§ WHAT THIS TASK INVOLVES
Please rewrite the rows below, putting "point coordinates" wherever "pixel coordinates" appears and keeping everything else the same. Leave out the pictures.
** START DATASET ROWS **
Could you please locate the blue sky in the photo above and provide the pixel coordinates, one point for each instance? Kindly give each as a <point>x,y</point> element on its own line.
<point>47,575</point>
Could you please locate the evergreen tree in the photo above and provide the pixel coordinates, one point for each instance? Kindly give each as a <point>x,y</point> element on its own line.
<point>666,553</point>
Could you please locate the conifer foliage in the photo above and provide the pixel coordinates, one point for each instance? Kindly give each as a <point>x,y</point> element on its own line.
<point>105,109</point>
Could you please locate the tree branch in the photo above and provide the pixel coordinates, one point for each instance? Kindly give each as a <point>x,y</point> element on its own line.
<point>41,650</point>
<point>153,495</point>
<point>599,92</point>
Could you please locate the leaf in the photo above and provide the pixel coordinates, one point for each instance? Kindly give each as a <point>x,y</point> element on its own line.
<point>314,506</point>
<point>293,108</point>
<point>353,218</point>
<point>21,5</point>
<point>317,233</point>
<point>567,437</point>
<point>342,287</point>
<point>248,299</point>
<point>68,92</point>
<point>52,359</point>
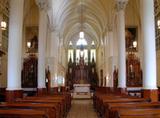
** END DATASET ROWS **
§ FULL SOLUTION
Could you please locate the blue sky in the photo above and provide the point coordinates, one point for each instance? Kindly give each as a <point>x,y</point> element on its own line.
<point>47,575</point>
Could you please locate the evergreen tree in the photo above and provide the point coordinates, one point for each instance? Kindly give each as a <point>x,y</point> element on its own line.
<point>666,553</point>
Could you please locate the conifer foliage in the photo above and provide the point coordinates, one point for each instance? Kindly give each as a <point>x,y</point> element on its own line.
<point>105,109</point>
Could you please locate the tree branch in the photo above and provide the point coordinates, one point for each instance? Kindly give each as a <point>x,y</point> element on its own line.
<point>41,650</point>
<point>153,495</point>
<point>599,92</point>
Could you please locate the leaf in the photo above and provide the point coordinates, one point for each instance? Kindly give each as a <point>x,y</point> element on its own line.
<point>314,506</point>
<point>293,108</point>
<point>353,218</point>
<point>21,5</point>
<point>317,233</point>
<point>567,437</point>
<point>342,287</point>
<point>248,299</point>
<point>68,92</point>
<point>52,359</point>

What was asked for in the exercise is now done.